**DIRECTIVE:** Show every line of the data below that contains the word "mound".

(Object point labels)
-=-=-
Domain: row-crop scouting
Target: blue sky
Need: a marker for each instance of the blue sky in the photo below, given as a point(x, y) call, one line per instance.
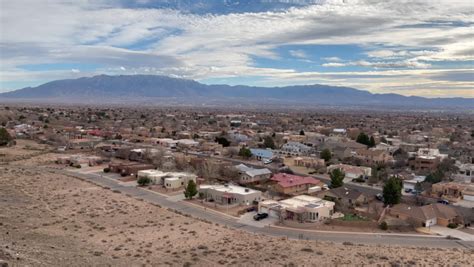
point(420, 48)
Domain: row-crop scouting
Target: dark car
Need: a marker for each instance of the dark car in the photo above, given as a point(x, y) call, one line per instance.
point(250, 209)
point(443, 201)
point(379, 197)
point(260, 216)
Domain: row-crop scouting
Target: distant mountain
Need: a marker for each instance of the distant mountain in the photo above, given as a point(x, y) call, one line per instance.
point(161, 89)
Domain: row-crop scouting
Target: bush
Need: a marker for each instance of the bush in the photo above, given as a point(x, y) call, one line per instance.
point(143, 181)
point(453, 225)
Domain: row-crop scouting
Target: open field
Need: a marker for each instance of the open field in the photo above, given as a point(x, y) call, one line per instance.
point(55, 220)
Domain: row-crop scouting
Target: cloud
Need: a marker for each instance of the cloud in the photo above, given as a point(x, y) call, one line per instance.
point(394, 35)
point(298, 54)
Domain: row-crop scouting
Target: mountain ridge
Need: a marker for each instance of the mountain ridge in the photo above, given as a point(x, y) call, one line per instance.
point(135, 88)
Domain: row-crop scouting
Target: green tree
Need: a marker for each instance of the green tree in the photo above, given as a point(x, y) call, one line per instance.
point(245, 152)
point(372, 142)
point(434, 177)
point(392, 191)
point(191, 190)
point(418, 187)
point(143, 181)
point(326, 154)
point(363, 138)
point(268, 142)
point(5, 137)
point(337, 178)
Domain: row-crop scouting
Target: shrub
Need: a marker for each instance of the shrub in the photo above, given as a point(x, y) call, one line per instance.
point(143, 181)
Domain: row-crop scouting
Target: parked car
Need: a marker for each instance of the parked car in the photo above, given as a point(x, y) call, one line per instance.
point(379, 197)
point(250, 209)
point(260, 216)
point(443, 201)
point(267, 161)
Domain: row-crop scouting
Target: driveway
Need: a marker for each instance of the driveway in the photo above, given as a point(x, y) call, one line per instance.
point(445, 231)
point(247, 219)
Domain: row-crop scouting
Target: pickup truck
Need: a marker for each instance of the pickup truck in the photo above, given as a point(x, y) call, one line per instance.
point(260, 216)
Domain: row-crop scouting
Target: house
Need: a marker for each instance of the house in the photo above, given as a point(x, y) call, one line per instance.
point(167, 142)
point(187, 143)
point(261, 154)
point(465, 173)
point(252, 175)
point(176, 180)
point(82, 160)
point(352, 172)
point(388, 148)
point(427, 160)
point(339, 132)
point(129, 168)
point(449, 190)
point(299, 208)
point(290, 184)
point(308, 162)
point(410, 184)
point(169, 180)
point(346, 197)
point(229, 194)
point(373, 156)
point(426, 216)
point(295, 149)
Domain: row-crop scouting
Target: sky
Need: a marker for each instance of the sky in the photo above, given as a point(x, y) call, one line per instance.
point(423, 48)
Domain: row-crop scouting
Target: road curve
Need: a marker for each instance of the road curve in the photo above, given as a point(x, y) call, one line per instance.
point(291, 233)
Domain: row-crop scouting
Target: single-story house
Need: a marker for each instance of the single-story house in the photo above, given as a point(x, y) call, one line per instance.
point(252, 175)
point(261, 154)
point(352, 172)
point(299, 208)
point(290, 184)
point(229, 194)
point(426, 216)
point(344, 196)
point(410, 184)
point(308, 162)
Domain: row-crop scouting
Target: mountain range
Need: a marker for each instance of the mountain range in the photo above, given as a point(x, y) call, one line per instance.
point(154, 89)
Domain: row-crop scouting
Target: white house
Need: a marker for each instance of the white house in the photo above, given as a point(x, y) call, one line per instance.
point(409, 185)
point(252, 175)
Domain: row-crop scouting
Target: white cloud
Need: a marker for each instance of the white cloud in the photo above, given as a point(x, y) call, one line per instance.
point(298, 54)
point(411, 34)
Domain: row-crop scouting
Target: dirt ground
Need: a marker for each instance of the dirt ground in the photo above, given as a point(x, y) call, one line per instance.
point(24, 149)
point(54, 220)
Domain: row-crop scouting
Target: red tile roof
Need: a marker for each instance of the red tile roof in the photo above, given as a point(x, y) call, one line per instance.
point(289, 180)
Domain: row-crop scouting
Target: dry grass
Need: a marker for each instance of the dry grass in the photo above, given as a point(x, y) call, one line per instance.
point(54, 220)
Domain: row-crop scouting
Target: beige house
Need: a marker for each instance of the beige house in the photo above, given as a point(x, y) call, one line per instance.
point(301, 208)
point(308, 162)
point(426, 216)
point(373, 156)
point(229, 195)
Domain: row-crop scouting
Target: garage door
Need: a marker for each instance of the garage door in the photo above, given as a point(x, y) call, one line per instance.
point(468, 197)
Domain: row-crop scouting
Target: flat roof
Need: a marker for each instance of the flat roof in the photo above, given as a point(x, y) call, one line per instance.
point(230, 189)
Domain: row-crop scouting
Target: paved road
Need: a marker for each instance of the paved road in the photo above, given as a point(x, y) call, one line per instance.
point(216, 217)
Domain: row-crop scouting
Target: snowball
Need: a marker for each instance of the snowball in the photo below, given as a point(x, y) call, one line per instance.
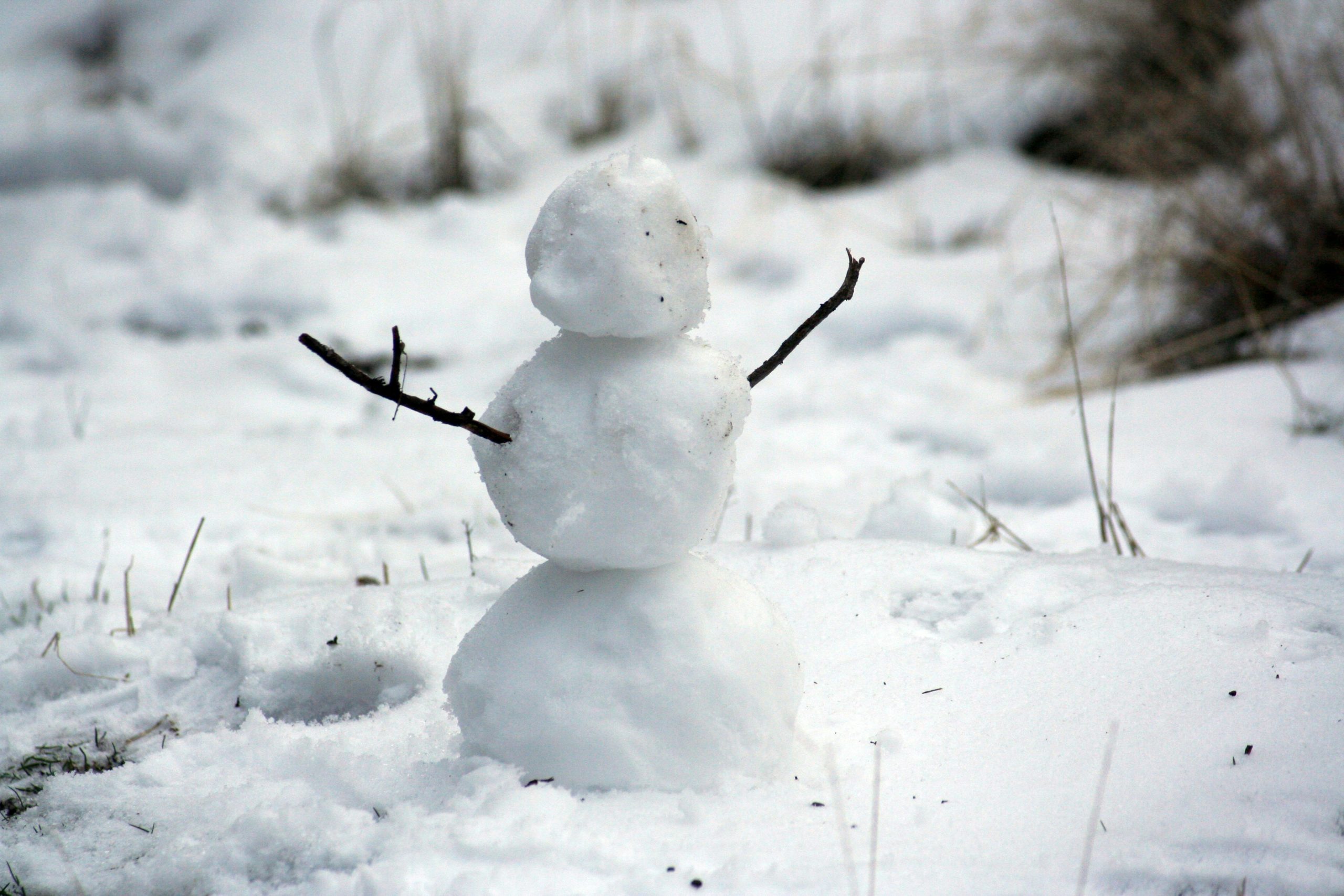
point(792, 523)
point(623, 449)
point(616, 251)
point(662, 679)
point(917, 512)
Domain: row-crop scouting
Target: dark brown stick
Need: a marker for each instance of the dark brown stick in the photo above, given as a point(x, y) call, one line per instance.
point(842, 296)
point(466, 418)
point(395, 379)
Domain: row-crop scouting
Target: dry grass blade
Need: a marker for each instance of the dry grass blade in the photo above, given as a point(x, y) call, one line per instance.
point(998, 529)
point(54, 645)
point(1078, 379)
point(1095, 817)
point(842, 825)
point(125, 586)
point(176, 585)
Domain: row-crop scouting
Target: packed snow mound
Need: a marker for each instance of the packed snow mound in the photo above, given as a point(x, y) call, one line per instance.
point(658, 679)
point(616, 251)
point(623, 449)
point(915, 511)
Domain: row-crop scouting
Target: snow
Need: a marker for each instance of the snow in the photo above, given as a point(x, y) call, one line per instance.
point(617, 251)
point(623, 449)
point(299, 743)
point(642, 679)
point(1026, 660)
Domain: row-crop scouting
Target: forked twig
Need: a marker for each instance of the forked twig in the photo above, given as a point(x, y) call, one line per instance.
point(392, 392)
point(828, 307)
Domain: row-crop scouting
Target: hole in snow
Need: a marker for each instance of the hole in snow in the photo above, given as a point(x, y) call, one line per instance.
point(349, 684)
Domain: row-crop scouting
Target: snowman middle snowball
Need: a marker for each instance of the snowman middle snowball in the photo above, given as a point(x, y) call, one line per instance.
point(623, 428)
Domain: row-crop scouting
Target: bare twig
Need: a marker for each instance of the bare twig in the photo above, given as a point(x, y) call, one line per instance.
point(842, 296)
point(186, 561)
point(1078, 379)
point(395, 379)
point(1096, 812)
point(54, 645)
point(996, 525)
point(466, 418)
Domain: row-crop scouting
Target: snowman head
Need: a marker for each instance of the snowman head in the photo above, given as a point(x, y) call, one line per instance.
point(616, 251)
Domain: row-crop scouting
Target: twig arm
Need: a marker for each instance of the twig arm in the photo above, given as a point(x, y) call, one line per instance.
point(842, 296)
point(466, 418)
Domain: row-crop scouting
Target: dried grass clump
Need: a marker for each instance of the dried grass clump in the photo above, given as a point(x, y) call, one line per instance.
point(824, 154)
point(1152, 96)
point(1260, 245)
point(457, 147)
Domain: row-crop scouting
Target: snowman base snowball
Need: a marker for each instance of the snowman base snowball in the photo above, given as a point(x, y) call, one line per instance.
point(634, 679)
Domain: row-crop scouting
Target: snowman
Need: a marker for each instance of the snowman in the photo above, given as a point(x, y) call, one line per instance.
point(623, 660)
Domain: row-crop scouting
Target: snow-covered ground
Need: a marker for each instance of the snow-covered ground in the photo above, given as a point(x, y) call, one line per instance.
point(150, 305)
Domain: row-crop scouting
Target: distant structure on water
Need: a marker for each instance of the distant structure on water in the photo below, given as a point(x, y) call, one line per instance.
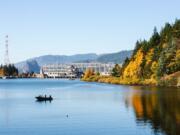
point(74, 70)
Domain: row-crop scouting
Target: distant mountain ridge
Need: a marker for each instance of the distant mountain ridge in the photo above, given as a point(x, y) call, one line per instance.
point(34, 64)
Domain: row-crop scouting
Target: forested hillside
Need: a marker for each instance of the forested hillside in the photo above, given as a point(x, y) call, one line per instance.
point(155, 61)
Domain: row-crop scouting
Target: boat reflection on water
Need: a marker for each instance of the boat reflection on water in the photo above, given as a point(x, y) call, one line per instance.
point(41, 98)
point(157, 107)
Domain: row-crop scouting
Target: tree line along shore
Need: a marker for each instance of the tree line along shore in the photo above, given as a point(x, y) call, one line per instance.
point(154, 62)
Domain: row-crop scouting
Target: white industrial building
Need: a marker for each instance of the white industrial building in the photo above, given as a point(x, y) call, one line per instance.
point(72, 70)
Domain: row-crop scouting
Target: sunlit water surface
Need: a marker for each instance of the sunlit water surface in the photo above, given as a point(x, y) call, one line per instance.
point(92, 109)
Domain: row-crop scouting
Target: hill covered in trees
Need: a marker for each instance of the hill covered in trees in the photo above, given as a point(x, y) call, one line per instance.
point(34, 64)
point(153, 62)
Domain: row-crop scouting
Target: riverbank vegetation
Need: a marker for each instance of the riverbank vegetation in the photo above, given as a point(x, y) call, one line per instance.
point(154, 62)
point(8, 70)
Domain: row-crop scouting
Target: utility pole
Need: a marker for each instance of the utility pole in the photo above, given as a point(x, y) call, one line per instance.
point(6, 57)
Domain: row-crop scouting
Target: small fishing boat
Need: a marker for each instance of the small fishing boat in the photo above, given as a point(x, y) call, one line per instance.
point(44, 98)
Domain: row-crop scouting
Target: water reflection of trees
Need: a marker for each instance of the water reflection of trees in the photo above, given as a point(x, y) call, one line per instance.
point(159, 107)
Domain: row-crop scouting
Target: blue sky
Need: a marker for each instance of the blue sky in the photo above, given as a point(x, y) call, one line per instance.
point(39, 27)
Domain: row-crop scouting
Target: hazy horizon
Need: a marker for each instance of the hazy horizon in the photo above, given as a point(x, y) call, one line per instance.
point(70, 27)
-=-=-
**WRITTEN ANSWER:**
Target: packed snow mound
Need: a marker for each instance of the packed snow mound in the photo above, given as a point(x, y) call, one line per instance.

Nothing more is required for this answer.